Nie przeszkadza mi, że w mojej akcji miały udział jaki miały – to nie ma dla mnie znaczenia w tej sprawie. Czasem więcej się dowiesz od wroga niż od przyjaciela.
Poprosiłem też o wyjaśnienie Jareckiego i zaraz poproszę Sergiusza – na priv.
Grześ – piszesz, że się cieszą, że tu coś złego – fakt, ale przecież całe TXT powstało spontanicznie w wyniku “złego dziania sie” na S24. Przecież zadymy na S24 nie przechodziły tu zupełnie bez echa. Te dwie strony są ze sobą w emocjonalny sposób powiązane, więc Twoja opinia, choć zgodna z faktami, jest merytorycznie nie istotna, bo oczywista.
Ja rozumiem, że niektórzy są teraz bardziej związani z TXT i wszystko co się dzieje na S24 jest dla nich niejako przeciw nim – ale tak się rodzą wielkie rozczarowania na koniec. Ja po prostu jestem daleki od fałszywej lojalności i solidarności – fałszywej w sensie skutków a nie intencji. Możesz w jak najlepszej wierze bronić S24 lub TXT a na koniec się okazuje, że nie wiedziałeś wszystkiego i jesteś w dupie… Oczywiście mogę się mylić ale właśnie dlatego pytam.

◆ **Zadanie do wykonania**
Jak według tekstu powstało całe TXT? Wiersze danych nie mają żadnego związku z tekstem.

◆ **Fragment danych**
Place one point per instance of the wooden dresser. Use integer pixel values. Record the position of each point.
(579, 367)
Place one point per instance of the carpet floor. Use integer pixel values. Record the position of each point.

◆ **Rozwiązanie zadania**
Powstało spontanicznie, w wyniku „złego dziania sie” na S24.